EXERCISE DIRECTIONS >> Leaving the pictures aside, repeat each line below exactly.

*** DATA SECTION ***

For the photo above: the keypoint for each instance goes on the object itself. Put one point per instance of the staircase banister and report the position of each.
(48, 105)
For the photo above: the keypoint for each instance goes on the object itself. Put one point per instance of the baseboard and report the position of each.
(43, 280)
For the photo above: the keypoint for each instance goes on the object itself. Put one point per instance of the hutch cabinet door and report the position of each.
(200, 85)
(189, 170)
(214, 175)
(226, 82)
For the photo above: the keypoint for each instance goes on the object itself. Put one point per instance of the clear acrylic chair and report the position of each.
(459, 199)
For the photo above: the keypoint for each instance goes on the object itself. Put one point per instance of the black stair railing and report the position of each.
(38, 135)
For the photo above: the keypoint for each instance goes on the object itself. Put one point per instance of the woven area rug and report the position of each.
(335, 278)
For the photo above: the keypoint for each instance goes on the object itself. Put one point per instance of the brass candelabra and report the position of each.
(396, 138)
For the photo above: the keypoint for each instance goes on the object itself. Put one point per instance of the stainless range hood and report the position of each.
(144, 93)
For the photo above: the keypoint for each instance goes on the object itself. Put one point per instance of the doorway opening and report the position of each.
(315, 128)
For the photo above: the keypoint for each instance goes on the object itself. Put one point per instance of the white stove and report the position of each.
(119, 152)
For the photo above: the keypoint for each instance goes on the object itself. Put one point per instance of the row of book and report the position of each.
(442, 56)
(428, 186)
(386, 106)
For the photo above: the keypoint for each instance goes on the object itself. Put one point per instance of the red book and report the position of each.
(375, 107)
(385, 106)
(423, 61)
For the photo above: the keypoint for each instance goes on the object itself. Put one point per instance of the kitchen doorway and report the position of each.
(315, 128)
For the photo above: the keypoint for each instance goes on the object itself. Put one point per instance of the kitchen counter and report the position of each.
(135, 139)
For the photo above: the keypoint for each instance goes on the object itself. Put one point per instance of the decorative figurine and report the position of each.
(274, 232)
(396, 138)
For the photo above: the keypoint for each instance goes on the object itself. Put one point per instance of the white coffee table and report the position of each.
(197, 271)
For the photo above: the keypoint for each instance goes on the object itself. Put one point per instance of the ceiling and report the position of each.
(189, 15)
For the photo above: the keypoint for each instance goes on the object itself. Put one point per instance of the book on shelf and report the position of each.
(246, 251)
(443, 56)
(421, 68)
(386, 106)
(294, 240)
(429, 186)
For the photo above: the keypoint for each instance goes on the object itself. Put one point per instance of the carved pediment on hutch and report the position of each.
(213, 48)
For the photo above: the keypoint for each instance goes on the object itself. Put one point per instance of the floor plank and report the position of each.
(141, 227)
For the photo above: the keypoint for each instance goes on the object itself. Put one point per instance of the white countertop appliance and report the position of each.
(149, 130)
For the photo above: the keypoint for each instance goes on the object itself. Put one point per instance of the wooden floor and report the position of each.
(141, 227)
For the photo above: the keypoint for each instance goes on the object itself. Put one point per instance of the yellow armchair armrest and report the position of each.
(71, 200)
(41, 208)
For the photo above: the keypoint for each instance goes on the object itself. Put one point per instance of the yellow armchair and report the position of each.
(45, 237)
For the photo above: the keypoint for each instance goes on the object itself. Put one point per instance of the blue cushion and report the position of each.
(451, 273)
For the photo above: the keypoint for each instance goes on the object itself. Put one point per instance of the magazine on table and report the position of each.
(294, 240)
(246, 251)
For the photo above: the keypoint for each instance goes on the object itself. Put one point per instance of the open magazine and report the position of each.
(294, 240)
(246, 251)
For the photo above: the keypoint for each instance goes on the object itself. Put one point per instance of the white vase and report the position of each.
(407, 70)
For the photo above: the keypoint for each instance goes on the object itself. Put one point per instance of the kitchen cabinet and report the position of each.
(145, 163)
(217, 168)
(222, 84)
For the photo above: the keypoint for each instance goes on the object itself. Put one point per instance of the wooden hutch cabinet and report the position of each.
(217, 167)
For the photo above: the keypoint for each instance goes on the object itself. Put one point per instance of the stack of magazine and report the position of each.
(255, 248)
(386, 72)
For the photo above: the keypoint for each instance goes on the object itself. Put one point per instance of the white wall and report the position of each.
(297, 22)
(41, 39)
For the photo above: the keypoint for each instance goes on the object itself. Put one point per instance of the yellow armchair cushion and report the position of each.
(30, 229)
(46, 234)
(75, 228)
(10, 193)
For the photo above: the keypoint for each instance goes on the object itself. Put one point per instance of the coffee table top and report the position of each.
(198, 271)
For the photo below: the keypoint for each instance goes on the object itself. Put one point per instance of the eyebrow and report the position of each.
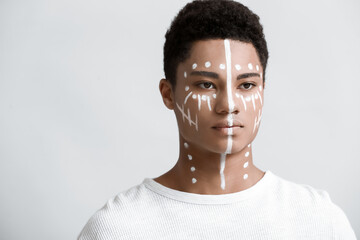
(247, 75)
(205, 74)
(216, 76)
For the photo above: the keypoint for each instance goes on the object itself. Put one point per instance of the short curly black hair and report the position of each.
(211, 19)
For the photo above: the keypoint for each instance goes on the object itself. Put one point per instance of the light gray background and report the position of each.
(81, 118)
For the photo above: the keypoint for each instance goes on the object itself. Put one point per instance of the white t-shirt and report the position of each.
(273, 208)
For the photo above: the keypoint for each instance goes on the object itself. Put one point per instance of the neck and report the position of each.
(203, 172)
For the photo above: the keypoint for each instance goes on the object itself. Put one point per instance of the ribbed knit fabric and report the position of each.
(273, 208)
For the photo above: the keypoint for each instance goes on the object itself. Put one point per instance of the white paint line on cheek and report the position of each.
(257, 120)
(187, 97)
(188, 117)
(199, 101)
(208, 100)
(260, 97)
(222, 167)
(253, 100)
(243, 100)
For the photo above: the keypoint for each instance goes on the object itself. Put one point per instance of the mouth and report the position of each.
(226, 125)
(224, 128)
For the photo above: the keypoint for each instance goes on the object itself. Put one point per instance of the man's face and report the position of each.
(219, 95)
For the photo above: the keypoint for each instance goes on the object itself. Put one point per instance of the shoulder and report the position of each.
(117, 216)
(314, 203)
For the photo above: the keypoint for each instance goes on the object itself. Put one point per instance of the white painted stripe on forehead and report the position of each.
(242, 98)
(228, 74)
(260, 97)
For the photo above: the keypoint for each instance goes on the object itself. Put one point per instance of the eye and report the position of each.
(247, 86)
(206, 85)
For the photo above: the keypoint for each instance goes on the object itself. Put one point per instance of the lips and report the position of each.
(225, 124)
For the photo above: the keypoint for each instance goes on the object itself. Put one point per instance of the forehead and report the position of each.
(214, 50)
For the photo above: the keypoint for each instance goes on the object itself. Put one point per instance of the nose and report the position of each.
(225, 103)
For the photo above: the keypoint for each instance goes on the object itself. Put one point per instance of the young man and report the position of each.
(215, 57)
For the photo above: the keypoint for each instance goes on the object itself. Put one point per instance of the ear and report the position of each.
(167, 93)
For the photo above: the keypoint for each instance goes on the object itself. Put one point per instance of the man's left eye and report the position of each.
(206, 85)
(247, 86)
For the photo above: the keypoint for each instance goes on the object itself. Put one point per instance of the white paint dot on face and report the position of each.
(246, 164)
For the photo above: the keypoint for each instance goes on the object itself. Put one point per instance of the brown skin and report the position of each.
(210, 141)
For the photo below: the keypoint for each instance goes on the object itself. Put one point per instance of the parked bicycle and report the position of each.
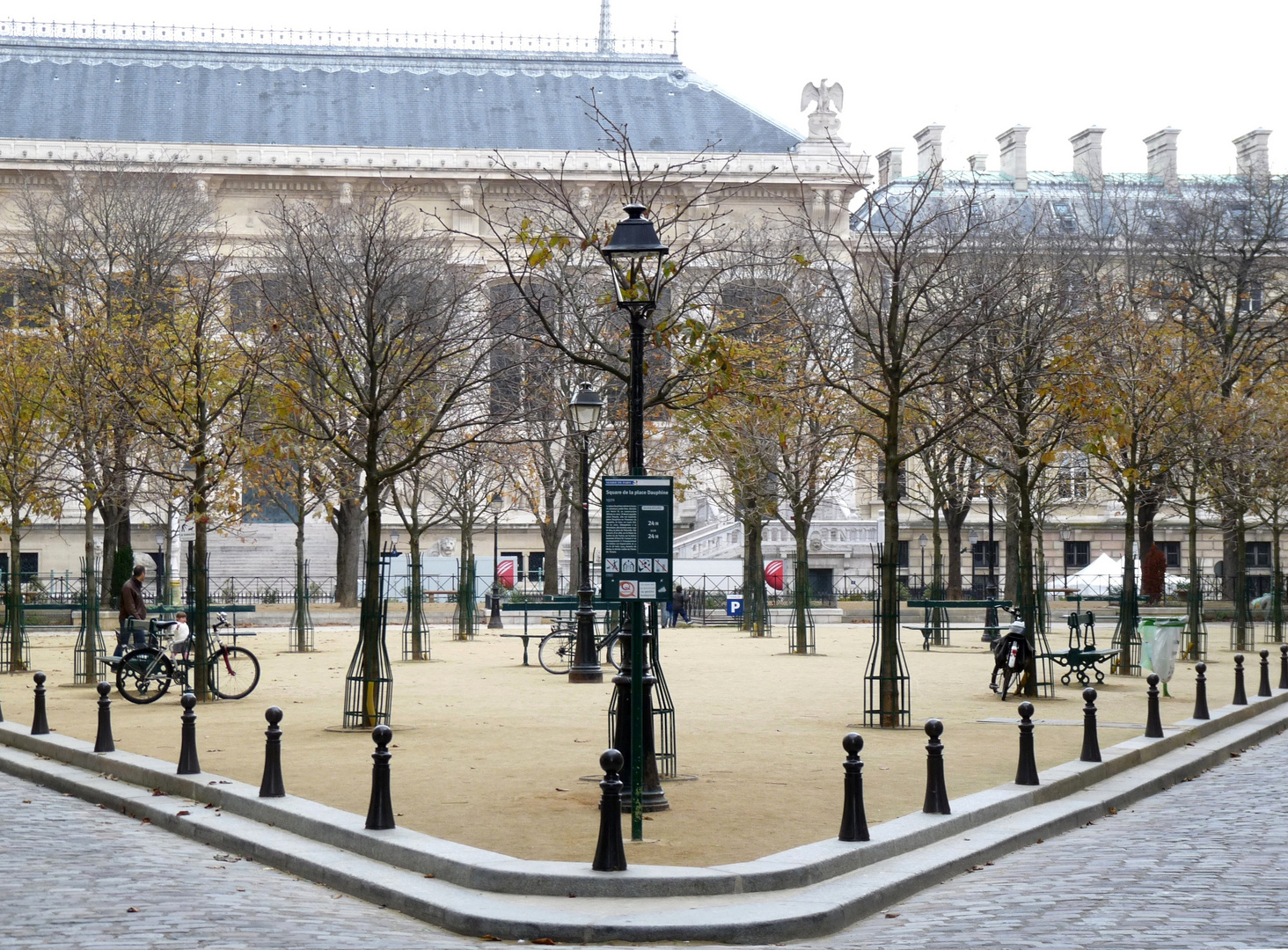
(560, 647)
(143, 675)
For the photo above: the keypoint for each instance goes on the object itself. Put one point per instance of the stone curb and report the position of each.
(823, 888)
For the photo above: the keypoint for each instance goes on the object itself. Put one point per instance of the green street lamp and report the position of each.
(586, 407)
(634, 256)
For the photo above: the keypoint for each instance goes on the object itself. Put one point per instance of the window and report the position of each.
(1064, 216)
(979, 554)
(1073, 477)
(1259, 554)
(28, 563)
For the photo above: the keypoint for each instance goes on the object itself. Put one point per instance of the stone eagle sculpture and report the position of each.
(830, 98)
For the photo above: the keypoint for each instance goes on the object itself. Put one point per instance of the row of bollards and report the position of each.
(610, 850)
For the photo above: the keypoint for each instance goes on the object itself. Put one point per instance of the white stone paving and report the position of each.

***

YOUR RESPONSE >>
For the photo above: the keypoint for each instance goes on the object itself. Put one point per instance of the staircase banister and report the position of each.
(48, 105)
For the photo above: the keypoint for each instance goes on the object itself. Put one point per instance of the baseboard and report the position of each.
(43, 280)
For the photo above: the keypoint for each instance goes on the object itself. Put one point per instance of the hutch cabinet door and report the position of each.
(200, 85)
(189, 170)
(214, 175)
(226, 82)
For the photo above: the keypoint for each instance goes on the object itself. Put one point per instance of the clear acrylic chair and report the position of each.
(459, 199)
For the photo above: the keypoint for each instance goes on the object itself. Put one point per instance of the black stair railing and report the position of each.
(38, 135)
For the photo above: the keypoint for each instance goes on the object itself. Put one point per instance of the woven area rug and report the position of each.
(335, 278)
For the photo above: the keypoint for each instance goes on the object itself. Put one point per instance of the brass candelabra and report the position of each.
(396, 138)
For the photo above: the keypoint for each instance goes on the object itself. Put one point per instance of the stainless range hood and report the position of each.
(144, 93)
For the photo above: the keypoint for each instance goes on the object itself. Put one point per instance of the doorway opening and report the position of each.
(315, 128)
For the photo above: the keypoint for each instance goes on the object itself. Put one point per instance of the white stove and report the position of each.
(119, 152)
For the photo above: the keypoint for each instance goes on the object itself. Put one point per instance of the row of book and report the position of each.
(442, 56)
(428, 186)
(386, 106)
For the photo above: the keypoint for each instance goes on the object itself. Put one point per instance of the red book and report the position of each.
(375, 107)
(385, 106)
(423, 61)
For the photo above: the keypoint for each instance goes on the object itself. Put one point per instance of the kitchen doorway and report the position of each.
(315, 128)
For the photo above: the keypoint for each instance goes on the object itself. Put one point per instance of the kitchen counter and report the position of each.
(135, 139)
For the photo above: the keypoint for each instance goes on the object itself. Put one point per instance of the decorative figurine and report the position of each.
(274, 232)
(396, 138)
For the photo above: the keypoint for each instance goes on the object itself. Put one point per instance of the white coffee table and report the position of each.
(197, 271)
For the photo above: the keypoint for each instance goes on the object itself. Put one point per instance of the ceiling and report the position of each.
(189, 15)
For the photo above: the keypoint for each instance goes on the object itself. Put one point per instance of the book on shelf and report the position of each.
(246, 251)
(443, 56)
(421, 68)
(386, 106)
(294, 240)
(429, 186)
For the photo above: the keypoint for each instance goes on the object itself. Put one point per instance of the carved pediment on hutch and report the position of each.
(213, 48)
For the photo above: the keypoint for each instance goes on the object itself. Put one point per instance of the floor plank and report the position of each.
(141, 227)
For the photo above: the keypoint for each instance goes on the object itself. Put one point per instance of the white countertop appliance and report the position of each.
(149, 130)
For the photo above: the keypoint for each instance goes on the object itself. Put one point per instance of the wooden floor and report the position of each.
(141, 227)
For the photo above: the keypoint for each instance goes on the object itself. Put one point per instance of the yellow armchair armrest and report the position of each.
(71, 200)
(41, 208)
For the photo above: the keypoint for each instance goes on the object itself. Put one point per instance of the yellow armchair and report the position of each.
(45, 237)
For the photo above: the keypoint for each instance goes on the object itself. Put one point per instance of the blue cushion and report the position of each.
(451, 273)
For the photo above: the keypoint for each instance goes on the object itself. Put one point per instance of the magazine on table and report the position of each.
(294, 240)
(246, 251)
For the photo above: the keypoint for each instance goes on the object itself. Put one point per instance of the open magazine and report the position of each.
(294, 240)
(246, 251)
For the photo above: the keypoint for each instance goes on the object itself. Put one point per instance of the white vase and report the position of each.
(407, 70)
For the photo above: the keypoint for each instance goes on the object itself. Put one point per instance of the kitchen cabinet and report the position of each.
(145, 163)
(217, 168)
(222, 84)
For the photo above: the keypoint for each instance goes on the object itself. Put one point per instance of the wooden hutch cabinet and report the position of each.
(217, 167)
For the photo above: the keypoint for each instance goes on the object itself. Put one point per instance of the stack of magazine and report the position of each.
(255, 248)
(386, 72)
For the photo above: the keypoint for each instance goes on the object itself. Put one point per instance of the white wall and report the position of each.
(297, 22)
(41, 39)
For the photo above: the keypoint for each instance goes on the object itself. Put one point per instance of the yellow armchair cushion and report the position of each.
(30, 229)
(46, 234)
(75, 228)
(10, 193)
For the photo above: the keypoint for each instance goes on the object itself. Put one point per instance of the coffee table top and report the position of each.
(198, 271)
For the photo below: the keypoint for each instance goes on the object itself. Put one point per instance of the eyebrow and report the position of each.
(247, 75)
(205, 74)
(216, 76)
For the photo above: the keypoint for each instance goes on the object itself. Put one point per instance of the short curly black hair and report the position of each.
(211, 19)
For the photo above: the keypoint for each instance goes on the object itself. Put one point per instance of the light gray background and report the position of each.
(81, 118)
For the photo above: the keypoint for each instance goes on the object itself. Put one point per instance of the white t-shirt and report the position of each.
(273, 208)
For the photo above: the keypoint for each instance goes on the object itself. Put one point per instance of the neck and report the position of each.
(203, 172)
For the photo above: the keypoint for each instance goes on the object itself. Put one point per instance of the ribbed knit fabric and report the position of each.
(273, 208)
For the photo above: the keypoint for each instance goes on the object itself. Put one point per instance of the white paint line on cheek and report the position of each.
(257, 120)
(187, 97)
(188, 117)
(199, 101)
(208, 100)
(260, 97)
(222, 167)
(253, 100)
(243, 100)
For the photo above: the keypoint for each instance goes on the object itself. Put one point per instance of the mouth and report the position of each.
(226, 125)
(224, 128)
For the photo above: the keypoint for each instance goes on the object itself. Put one point per instance of the man's face and report the position of each.
(219, 95)
For the photo above: the keypoint for each instance goes on the object itself. Put one point per instance of the shoulder and report the position of each.
(117, 216)
(314, 203)
For the photo above: the keypoint for each instance goes on the object itself. Put one point per instance of the white painted stripe on forehead and report the position of each.
(242, 98)
(228, 74)
(260, 97)
For the photo above: the keypoint for each instance goes on the object itself. Put one point per instance of the eye and report the position of each.
(247, 86)
(206, 85)
For the photo above: the keypoint for each instance goes on the object itself. Put one point per instance of the lips and report the position of each.
(225, 124)
For the photo above: the keypoint for each instance goes on the object itself. Put one point per instance of the forehead and report the position of each.
(214, 50)
For the photo above: the keypoint for each instance goes on the object itself. Put one point per instance of the nose and report the position of each.
(225, 103)
For the photo above: the keypoint for each instance goes on the object itself. Put one point per instance of the young man and report the position of each.
(215, 57)
For the photo above: the keypoint for each instance goes on the object itself. Put one point per instance of the ear and report the position of each.
(167, 93)
For the photo above: the keypoint for each instance goes on the object itself. Put one point per instance of the man's left eye and report the position of each.
(206, 85)
(247, 86)
For the photo above: the keypoint for each instance goes on the object itself. Put one point per instance of the white paint dot on face and report the position of each.
(246, 164)
For the photo above: the keypoint for each instance goes on the object itself. Put one point per instance of the brown skin and report the position of each.
(210, 141)
For the photo below: the keypoint for each instance goes on the object itself. Put one point per instance of the parked bicycle and report the position of each.
(560, 647)
(143, 675)
For the photo above: the keypoint for each instance goes on the object itself. Put one point per instance of the stone curb and report the position of each.
(823, 888)
For the photo above: the keypoint for each instance goes on the object itself. Put one point per instance of the green street lamp and report the position of each.
(586, 407)
(634, 256)
For the photo above: the keypoint for each instance goes on the object itself. Put one point per instance of the window and report the position of each.
(1064, 216)
(979, 554)
(1073, 477)
(1259, 554)
(28, 563)
For the photo above: the keypoint for each instance goes on the object itself. Put one point per instance of the stone eagle sculpture and report the position of each.
(830, 98)
For the photo above: the keypoint for each instance goes on the object itself. Put one point per instance of the row of bollards and report the position of each.
(610, 850)
For the photo above: the keypoint for each instance goes on the object itself. Put one point per instance of the white stone paving and report the position of each.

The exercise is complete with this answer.